### YOUR ASSIGNMENT
Pull out from the material below all lines with "wall".

--- LISTED ENTRIES Enclosed Below ---

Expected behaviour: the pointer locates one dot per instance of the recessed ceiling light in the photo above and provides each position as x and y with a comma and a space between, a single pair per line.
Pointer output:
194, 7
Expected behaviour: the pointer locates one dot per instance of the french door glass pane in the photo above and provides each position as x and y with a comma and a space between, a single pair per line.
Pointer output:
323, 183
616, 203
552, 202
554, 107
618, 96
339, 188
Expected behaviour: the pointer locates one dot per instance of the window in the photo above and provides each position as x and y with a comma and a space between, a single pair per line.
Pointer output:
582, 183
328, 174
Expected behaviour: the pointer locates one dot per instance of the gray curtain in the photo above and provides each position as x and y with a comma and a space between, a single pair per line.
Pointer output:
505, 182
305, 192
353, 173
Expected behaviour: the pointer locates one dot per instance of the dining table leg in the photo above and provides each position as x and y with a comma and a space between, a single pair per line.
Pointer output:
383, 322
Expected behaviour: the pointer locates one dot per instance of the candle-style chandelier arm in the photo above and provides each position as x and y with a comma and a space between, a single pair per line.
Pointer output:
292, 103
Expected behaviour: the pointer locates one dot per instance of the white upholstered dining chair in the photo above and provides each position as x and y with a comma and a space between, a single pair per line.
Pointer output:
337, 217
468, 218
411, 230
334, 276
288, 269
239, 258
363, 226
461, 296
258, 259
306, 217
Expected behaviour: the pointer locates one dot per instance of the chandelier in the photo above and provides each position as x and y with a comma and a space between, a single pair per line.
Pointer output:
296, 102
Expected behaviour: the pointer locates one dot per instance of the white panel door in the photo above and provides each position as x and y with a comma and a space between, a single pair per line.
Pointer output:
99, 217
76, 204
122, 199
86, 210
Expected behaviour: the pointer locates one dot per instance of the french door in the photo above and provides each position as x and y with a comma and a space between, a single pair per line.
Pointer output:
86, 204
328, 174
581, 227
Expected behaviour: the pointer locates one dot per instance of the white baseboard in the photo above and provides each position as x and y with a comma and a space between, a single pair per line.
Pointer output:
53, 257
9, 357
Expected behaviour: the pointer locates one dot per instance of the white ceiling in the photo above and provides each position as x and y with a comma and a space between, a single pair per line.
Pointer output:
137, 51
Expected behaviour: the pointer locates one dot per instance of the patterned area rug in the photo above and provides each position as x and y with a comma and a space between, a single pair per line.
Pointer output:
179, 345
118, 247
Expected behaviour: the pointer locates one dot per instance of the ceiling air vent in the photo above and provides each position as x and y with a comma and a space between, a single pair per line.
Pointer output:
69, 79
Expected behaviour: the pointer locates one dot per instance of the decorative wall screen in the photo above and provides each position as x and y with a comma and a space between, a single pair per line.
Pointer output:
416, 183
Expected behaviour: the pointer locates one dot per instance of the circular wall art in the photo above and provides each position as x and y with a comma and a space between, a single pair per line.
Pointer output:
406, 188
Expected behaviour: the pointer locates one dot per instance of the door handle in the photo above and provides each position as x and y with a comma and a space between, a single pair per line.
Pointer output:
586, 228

--- End of Enclosed LISTED ENTRIES ---

### TASK RESULT
Expected behaviour: the pointer locates one dot per instance of the decorative wall screen in the photo above and provides each position as x and y with a comma and a space between, a single pair per line.
Expected behaviour: the pointer locates one dot per instance of the circular wall art in the photo above and provides each position as x and y with a comma and a space between, a single pair per line.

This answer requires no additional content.